> [HOW TO COMPLETE THIS TASK]
Reproduce the data in its entirety, exactly as supplied.

> [DATA IN THIS EXERCISE]
◆ ◆ ◆ ◆
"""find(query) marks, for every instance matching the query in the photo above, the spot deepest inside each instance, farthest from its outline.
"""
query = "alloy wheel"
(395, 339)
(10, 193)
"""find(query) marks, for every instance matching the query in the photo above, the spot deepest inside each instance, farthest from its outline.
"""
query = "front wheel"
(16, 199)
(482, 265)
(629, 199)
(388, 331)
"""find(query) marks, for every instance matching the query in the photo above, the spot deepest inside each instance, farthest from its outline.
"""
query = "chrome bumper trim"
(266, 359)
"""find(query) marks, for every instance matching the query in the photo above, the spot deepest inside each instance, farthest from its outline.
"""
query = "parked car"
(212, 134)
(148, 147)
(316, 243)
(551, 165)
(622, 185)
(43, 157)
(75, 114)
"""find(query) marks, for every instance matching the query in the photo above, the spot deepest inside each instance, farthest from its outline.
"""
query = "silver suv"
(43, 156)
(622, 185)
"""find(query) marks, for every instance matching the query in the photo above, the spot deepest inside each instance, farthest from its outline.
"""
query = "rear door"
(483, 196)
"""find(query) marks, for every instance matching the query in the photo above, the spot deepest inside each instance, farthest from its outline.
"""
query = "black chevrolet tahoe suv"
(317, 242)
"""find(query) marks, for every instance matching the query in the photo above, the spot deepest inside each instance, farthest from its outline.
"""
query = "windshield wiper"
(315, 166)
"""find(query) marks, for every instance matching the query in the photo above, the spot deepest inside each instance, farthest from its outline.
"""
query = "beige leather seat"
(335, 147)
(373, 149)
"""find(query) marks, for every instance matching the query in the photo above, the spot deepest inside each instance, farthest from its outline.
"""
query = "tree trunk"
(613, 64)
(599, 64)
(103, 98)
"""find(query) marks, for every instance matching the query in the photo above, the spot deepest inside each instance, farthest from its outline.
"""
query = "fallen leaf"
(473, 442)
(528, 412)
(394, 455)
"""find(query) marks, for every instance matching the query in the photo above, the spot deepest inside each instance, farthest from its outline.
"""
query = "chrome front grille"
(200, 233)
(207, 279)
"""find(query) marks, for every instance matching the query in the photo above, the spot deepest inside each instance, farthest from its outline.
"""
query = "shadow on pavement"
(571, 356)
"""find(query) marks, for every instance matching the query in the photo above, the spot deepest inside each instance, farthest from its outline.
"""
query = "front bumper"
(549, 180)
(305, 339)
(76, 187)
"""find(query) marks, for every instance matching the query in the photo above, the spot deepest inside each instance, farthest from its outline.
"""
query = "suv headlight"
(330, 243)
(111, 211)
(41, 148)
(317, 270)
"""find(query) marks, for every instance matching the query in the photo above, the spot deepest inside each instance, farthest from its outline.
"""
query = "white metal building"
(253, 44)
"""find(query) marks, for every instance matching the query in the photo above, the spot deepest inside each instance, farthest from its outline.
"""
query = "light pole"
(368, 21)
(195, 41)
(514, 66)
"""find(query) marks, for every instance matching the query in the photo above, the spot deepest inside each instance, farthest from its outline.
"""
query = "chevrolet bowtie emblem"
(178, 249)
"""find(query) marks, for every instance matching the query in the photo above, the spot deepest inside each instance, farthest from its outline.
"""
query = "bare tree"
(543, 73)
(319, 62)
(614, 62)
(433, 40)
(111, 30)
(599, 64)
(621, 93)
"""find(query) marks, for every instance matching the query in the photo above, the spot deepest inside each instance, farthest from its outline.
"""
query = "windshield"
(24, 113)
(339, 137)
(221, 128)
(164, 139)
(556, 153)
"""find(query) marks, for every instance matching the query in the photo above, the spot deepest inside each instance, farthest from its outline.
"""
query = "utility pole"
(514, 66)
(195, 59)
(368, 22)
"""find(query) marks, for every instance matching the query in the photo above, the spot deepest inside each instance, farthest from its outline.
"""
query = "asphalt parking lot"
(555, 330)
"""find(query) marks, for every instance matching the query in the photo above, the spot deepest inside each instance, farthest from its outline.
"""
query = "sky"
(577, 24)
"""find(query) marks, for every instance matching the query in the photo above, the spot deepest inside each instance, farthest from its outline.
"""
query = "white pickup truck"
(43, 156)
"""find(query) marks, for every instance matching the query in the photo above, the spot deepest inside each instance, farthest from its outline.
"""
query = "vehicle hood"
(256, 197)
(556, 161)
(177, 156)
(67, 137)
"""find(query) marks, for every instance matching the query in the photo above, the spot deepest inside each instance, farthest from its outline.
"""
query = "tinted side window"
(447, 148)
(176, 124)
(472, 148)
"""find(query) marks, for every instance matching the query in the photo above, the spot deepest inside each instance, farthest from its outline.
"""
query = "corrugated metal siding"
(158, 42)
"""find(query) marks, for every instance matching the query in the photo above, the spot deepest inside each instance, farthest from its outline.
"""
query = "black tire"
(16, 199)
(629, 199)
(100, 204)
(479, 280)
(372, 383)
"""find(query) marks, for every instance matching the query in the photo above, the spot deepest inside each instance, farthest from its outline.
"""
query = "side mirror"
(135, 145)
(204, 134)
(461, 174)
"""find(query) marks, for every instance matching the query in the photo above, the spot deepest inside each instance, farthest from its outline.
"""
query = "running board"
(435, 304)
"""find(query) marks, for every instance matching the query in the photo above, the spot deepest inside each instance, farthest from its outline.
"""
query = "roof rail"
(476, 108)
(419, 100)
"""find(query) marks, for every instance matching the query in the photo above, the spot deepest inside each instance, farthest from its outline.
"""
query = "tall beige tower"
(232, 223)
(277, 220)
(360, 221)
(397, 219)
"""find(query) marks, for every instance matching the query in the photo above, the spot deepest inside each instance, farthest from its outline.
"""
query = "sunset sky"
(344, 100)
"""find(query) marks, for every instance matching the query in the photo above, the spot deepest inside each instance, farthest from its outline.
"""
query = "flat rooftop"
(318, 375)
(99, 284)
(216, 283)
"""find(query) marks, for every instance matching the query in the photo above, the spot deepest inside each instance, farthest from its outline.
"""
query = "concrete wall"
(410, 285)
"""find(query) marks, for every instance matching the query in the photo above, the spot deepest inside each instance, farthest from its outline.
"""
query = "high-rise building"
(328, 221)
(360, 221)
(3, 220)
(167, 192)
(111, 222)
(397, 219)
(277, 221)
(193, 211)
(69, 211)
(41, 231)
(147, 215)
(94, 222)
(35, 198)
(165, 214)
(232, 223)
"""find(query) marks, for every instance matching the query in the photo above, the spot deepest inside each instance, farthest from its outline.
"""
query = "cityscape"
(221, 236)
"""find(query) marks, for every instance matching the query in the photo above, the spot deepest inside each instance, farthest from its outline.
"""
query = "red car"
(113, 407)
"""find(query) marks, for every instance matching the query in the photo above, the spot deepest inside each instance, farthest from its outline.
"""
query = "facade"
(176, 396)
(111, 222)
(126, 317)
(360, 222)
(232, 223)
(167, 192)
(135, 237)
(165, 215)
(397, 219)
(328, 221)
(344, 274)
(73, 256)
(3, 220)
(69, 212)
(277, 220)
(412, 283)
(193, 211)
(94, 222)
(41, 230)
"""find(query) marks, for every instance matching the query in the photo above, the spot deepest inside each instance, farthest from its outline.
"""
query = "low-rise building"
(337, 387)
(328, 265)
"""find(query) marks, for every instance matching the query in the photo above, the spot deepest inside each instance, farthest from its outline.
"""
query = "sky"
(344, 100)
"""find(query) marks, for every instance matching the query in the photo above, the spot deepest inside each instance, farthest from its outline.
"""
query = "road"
◆ ◆ ◆ ◆
> [TASK OUTPUT]
"""find(query) marks, for every instance matching the query in the photo above, the spot deepest inside each instance, farthest from its outline.
"""
query = "alloy wheel"
(395, 339)
(10, 193)
"""find(query) marks, for every instance matching the query in the photo above, the spot deepest inside each instance, farthest from its outline.
"""
query = "front wheel"
(16, 199)
(482, 265)
(629, 199)
(388, 331)
"""find(query) marks, for every instance matching the query in the photo above, the spot deepest inside each instance, farthest from its outline.
"""
query = "chrome bumper trim"
(266, 359)
"""find(query) marks, for every instance matching the query in the photo above, the spot deepest inside each instance, farthest from its outline.
"""
query = "parked car"
(212, 134)
(148, 147)
(316, 243)
(551, 165)
(622, 185)
(43, 157)
(75, 114)
"""find(query) marks, for every instance matching the query in the photo above, the spot deepest inside each instance, farthest from its outline.
"""
query = "silver suv"
(43, 156)
(622, 185)
"""find(query) marks, for every instance matching the query in the photo above, the spot deepest inside each instance, farthest from its outline.
"""
query = "rear door"
(483, 196)
"""find(query) marks, for every instance matching the query in the photo above, the spot deepest inside each instance, farthest from its outline.
"""
query = "black chevrolet tahoe suv"
(317, 242)
"""find(query) marks, for every instance matching the query in the photo above, the spot deepest inside each instance, farthest from its outline.
"""
query = "windshield wiper"
(315, 166)
"""find(query) marks, for every instance matching the query in the photo above, the spot deepest inside each instance, farthest from its outline.
"""
query = "beige leather seat"
(335, 147)
(373, 149)
"""find(query) marks, for every instance matching the query in the photo above, the spot deepest inside each instance, farthest from its outline.
"""
query = "tree trunk"
(613, 64)
(599, 64)
(103, 98)
"""find(query) marks, for every instance matching the query in the photo above, the spot deepest inside each instance, farthest from its outline.
"""
query = "fallen leaf"
(473, 442)
(528, 412)
(394, 455)
"""find(query) marks, for every instance matching the query in the photo above, the spot deepest inside each instance, farthest from its outline.
"""
query = "chrome front grille"
(200, 233)
(207, 279)
"""find(query) marks, for every instance matching the query in the photo above, the spot deepest inside each instance, farthest from its outline.
"""
query = "shadow on pavement"
(571, 356)
"""find(query) marks, for every instance matching the query in the photo above, the spot deepest inside each instance, farthest from its outline.
"""
query = "front bumper"
(549, 180)
(305, 339)
(76, 187)
"""find(query) marks, for every instance matching the query in the photo above, the spot deepest inside each instance, farthest from its outline.
"""
query = "suv headlight"
(330, 243)
(111, 211)
(41, 148)
(317, 270)
"""find(query) marks, for every instance matching the query in the photo above, the spot deepest inside each instance, farthest from its outline.
"""
query = "white metal building"
(253, 44)
"""find(query) marks, for every instance matching the query in the photo above, the spot deepest inside each instance, farthest from its outline.
"""
query = "light pole"
(368, 21)
(195, 41)
(514, 66)
"""find(query) marks, for every instance matching the query in the photo above, the spot deepest inside each instance, farthest from its outline.
"""
query = "chevrolet bowtie emblem"
(178, 249)
"""find(query) marks, for every instance matching the query in the photo above, the spot deepest inside each instance, farthest from its outline.
"""
query = "bare tree"
(543, 73)
(319, 62)
(614, 62)
(433, 40)
(111, 30)
(599, 64)
(621, 93)
"""find(query) marks, for every instance matching the query in the photo above, the spot deepest inside each instance, farthest from its outline.
"""
query = "windshield"
(24, 113)
(339, 137)
(221, 128)
(164, 139)
(556, 153)
"""find(query) marks, for every instance matching the query in the photo above, the spot deepest inside each instance, farthest from its outline.
"""
query = "utility pole"
(514, 66)
(195, 59)
(368, 22)
"""find(query) marks, for every instance matching the query in the photo above, the spot deepest inside each instance, farthest from its outline.
"""
query = "asphalt parking lot"
(555, 330)
"""find(query) marks, for every instance matching the query in the photo above, the spot deepest inside each instance, farthest from its outline.
"""
query = "sky"
(577, 24)
"""find(query) marks, for every instance matching the query in the photo above, the spot deepest inside each instance, farthest from its outline.
"""
query = "white pickup truck"
(43, 156)
"""find(query) marks, for every instance matching the query in the photo above, the spot deepest inside each instance, farthest from its outline.
"""
query = "vehicle hood"
(256, 197)
(556, 161)
(177, 156)
(67, 137)
"""find(query) marks, for every instance matching the query in the photo above, the spot deepest inside each instance, farthest from its outline.
"""
query = "tinted side window"
(447, 148)
(176, 124)
(472, 148)
"""find(query) marks, for every instance matching the query in the photo above, the spot deepest inside each instance, farthest from its outline.
"""
query = "corrugated metal siding"
(158, 42)
"""find(query) marks, for every instance matching the query in the photo above, the spot deepest inside each instance, farthest from its outline.
"""
query = "black tire"
(16, 199)
(629, 199)
(100, 204)
(479, 280)
(372, 383)
"""find(query) marks, for every instance matching the query in the photo above, the spot deepest inside each instance, farthest from its outline.
"""
query = "side mirror"
(135, 145)
(204, 134)
(461, 174)
"""find(query) marks, for every instance matching the query in the photo above, the spot deepest inside each instance, farthest from its outline.
"""
query = "running board"
(435, 304)
"""find(query) marks, for every instance matching the query in the photo above, the spot deepest inside each instance, farthest from its outline.
"""
query = "roof rail"
(476, 108)
(419, 100)
"""find(query) marks, for every instance matching the query in the photo above, the spot deepest inside each instance, farthest from its outline.
"""
query = "tall beige tower"
(232, 223)
(277, 220)
(360, 221)
(397, 219)
"""find(query) marks, for every instance matching the query in the photo above, the spot deepest inside each instance, farthest from its outline.
"""
query = "sunset sky"
(344, 100)
"""find(query) marks, for every instance matching the query in the photo above, the spot deepest inside each instance, farthest from its outline.
"""
query = "flat rooftop"
(318, 375)
(99, 284)
(216, 283)
"""find(query) marks, for every instance matching the query in the photo above, the spot deepest inside each instance, farthest from its outline.
"""
query = "concrete wall"
(410, 285)
"""find(query) marks, for every instance matching the query in the photo above, the spot deepest inside each instance, farthest from its outline.
"""
query = "high-rise building"
(328, 221)
(360, 221)
(3, 220)
(167, 192)
(111, 222)
(397, 219)
(277, 221)
(193, 211)
(69, 211)
(41, 231)
(147, 215)
(94, 222)
(35, 198)
(165, 214)
(232, 223)
"""find(query) marks, for every instance matching the query in the photo above, the spot deepest inside each instance, farthest from its outline.
"""
query = "cityscape"
(221, 236)
"""find(query) marks, for every instance matching the query in the photo above, the spot deepest inside each instance, farthest from its outline.
"""
query = "red car"
(113, 407)
"""find(query) marks, for every instance matching the query in the photo above, the spot deepest inside each instance, farthest from its outline.
"""
query = "facade"
(176, 396)
(111, 222)
(126, 317)
(360, 222)
(232, 223)
(167, 192)
(135, 237)
(165, 215)
(397, 219)
(328, 221)
(344, 274)
(73, 256)
(3, 220)
(69, 212)
(277, 220)
(412, 283)
(193, 211)
(94, 222)
(41, 230)
"""find(query) marks, for every instance matching the query in the photo above, the spot deepest inside each instance, farthest from its outline.
"""
query = "low-rise building"
(337, 387)
(328, 265)
"""find(query) marks, for every instance matching the query in the photo above, the spot deepest inside each instance, farthest from its outline.
"""
query = "sky"
(344, 100)
"""find(query) marks, for every instance matching the query in the photo above, the spot deepest inside each instance, farthest from its outline.
"""
query = "road"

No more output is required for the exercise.